[Dataset records Boundary: Start]

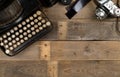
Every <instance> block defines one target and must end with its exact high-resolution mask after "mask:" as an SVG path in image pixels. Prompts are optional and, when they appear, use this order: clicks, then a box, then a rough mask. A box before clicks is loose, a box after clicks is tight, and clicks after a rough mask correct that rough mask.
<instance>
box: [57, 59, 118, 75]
mask: <svg viewBox="0 0 120 77" xmlns="http://www.w3.org/2000/svg"><path fill="white" fill-rule="evenodd" d="M58 69H59V70H58V77H120V61H60V62H59V64H58Z"/></svg>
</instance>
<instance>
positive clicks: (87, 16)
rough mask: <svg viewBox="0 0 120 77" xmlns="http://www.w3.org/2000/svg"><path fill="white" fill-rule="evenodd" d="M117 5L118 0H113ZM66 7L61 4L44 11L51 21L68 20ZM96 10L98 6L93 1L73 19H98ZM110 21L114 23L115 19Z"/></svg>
mask: <svg viewBox="0 0 120 77" xmlns="http://www.w3.org/2000/svg"><path fill="white" fill-rule="evenodd" d="M113 1H114V2H115V3H116V2H117V0H113ZM65 7H66V6H63V5H60V4H59V3H58V4H56V5H55V6H53V7H51V8H46V9H44V12H45V13H46V14H47V16H48V17H49V18H50V19H51V20H63V19H65V20H68V18H67V17H66V16H65V13H66V9H65ZM95 9H96V5H95V4H94V2H93V0H91V2H90V3H88V4H87V5H86V6H85V7H84V8H83V9H82V10H81V11H80V12H78V14H77V15H76V16H74V17H73V19H90V20H93V19H96V16H95ZM108 20H110V21H114V20H115V18H110V19H108Z"/></svg>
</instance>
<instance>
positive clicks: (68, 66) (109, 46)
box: [0, 0, 120, 77]
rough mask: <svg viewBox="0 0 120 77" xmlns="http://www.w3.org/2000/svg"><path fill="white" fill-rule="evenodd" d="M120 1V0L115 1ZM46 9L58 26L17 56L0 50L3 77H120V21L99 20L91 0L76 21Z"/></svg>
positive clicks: (0, 58) (49, 15)
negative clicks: (6, 52) (3, 52)
mask: <svg viewBox="0 0 120 77" xmlns="http://www.w3.org/2000/svg"><path fill="white" fill-rule="evenodd" d="M113 1H114V2H115V3H116V4H117V2H118V4H120V0H119V1H117V0H113ZM65 7H66V6H63V5H61V4H59V3H58V4H56V5H55V6H53V7H52V8H44V12H45V13H46V14H47V16H48V17H49V19H50V20H51V21H52V22H53V25H54V29H53V30H52V31H51V32H50V33H48V34H47V35H45V36H44V37H42V38H41V39H40V40H39V41H37V42H36V43H34V44H32V45H31V46H30V47H28V48H26V49H25V50H23V51H22V52H21V53H19V54H18V55H16V56H14V57H8V56H6V55H5V54H4V53H3V52H2V51H1V52H0V77H120V25H119V24H120V22H119V19H117V18H108V19H105V20H103V21H99V20H97V19H96V17H95V14H94V11H95V8H96V5H95V4H94V3H93V1H91V2H90V3H89V4H88V5H87V6H85V8H84V9H82V10H81V12H79V13H78V14H77V15H76V16H75V17H73V19H72V20H68V19H67V17H66V16H65V15H64V14H65V12H66V10H65Z"/></svg>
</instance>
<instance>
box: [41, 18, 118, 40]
mask: <svg viewBox="0 0 120 77" xmlns="http://www.w3.org/2000/svg"><path fill="white" fill-rule="evenodd" d="M54 23H55V24H56V25H54V26H55V27H54V29H53V30H52V32H50V33H48V34H47V35H46V36H44V37H43V38H42V40H120V35H119V34H118V33H117V32H116V22H104V21H97V20H94V21H93V20H78V21H77V20H71V21H59V22H54Z"/></svg>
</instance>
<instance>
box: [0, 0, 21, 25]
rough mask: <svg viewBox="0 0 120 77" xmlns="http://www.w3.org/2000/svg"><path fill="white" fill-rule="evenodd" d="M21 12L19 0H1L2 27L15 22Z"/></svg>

[Dataset records Boundary: End]

All lines from the start of the entries through the one with "positive clicks: (87, 16)" are to be output exactly; omit the pictures.

Every <instance> block defines one target and must end with its exact high-resolution mask after "mask:" as an SVG path in image pixels. Prompts are optional and, when they appear, use this order: clicks, then a box, then a rough mask. A box before clicks is loose, a box after clicks is tight, and clicks after a rough mask correct that rough mask.
<instance>
box: [57, 59, 118, 75]
mask: <svg viewBox="0 0 120 77" xmlns="http://www.w3.org/2000/svg"><path fill="white" fill-rule="evenodd" d="M58 69H59V70H58V77H120V61H60V62H59V64H58Z"/></svg>
</instance>
<instance>
positive clicks: (87, 16)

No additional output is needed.